DATA SUPPLIED START

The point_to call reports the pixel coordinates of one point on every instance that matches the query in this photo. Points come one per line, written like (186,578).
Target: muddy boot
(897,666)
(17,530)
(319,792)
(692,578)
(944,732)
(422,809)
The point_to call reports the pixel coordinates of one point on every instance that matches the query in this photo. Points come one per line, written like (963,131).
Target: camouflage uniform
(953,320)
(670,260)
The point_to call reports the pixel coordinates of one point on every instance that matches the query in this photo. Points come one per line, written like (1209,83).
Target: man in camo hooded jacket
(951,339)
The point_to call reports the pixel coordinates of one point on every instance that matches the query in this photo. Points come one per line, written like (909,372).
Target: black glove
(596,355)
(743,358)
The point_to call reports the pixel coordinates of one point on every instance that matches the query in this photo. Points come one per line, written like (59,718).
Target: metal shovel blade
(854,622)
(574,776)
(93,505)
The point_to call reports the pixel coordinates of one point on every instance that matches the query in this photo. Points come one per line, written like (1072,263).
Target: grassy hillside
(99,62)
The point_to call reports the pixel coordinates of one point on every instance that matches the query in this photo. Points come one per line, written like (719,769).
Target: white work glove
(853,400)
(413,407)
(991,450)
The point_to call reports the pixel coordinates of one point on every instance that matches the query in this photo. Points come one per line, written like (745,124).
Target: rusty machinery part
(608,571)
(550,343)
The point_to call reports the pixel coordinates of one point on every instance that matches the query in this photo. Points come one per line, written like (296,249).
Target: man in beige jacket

DATA SUPPLIED END

* **REQUIRED WORK**
Each and every entry needs to be repeated exactly.

* **EXERCISE SOLUTION**
The point_to call reports the pixel coordinates of one point on every instance that matches the query in this photo. Points come one per line, written like (186,578).
Target: muddy boot
(897,666)
(17,530)
(319,792)
(692,578)
(944,732)
(422,809)
The point_to call reports the pixel coordinates of one point on every instance that matches the query in this photo. Points come one per line, written like (963,131).
Target: camouflage uniform
(953,320)
(670,260)
The point_to call reports the pixel coordinates of one point on every instance that matches the query in this photo. Points come one per line, written like (1209,83).
Target: man in camo hooded jacket
(951,339)
The point_to call reports the pixel coordinates of one point on every instance that matches the query in this photo. Points come one per line, written like (909,372).
Target: black glove
(596,355)
(743,358)
The point_to call reports the pixel coordinates of one point on every instance that matches the query in this photo. Points come one per line, written like (59,718).
Target: metal shovel blade
(854,622)
(574,776)
(93,505)
The point_to call reports the pixel coordinates of one point on every instance that matches the query in this photo. Points come one per line, written like (1072,263).
Target: grassy hillside
(99,62)
The point_to call reports the pixel coordinates of one point on every instance that matches the query in this photo. Points come one per line, written like (719,769).
Target: white work glove
(853,400)
(413,407)
(991,450)
The point_to call reports the pixel coordinates of one point on every instance that matches the query in this photo. Points come one per line, written like (745,124).
Target: rusty machinery part
(608,571)
(550,343)
The point_to call reports the pixel coordinates of one point on every instance that matches the query in this photo. Points come one per line, written like (296,249).
Target: man in beige jacket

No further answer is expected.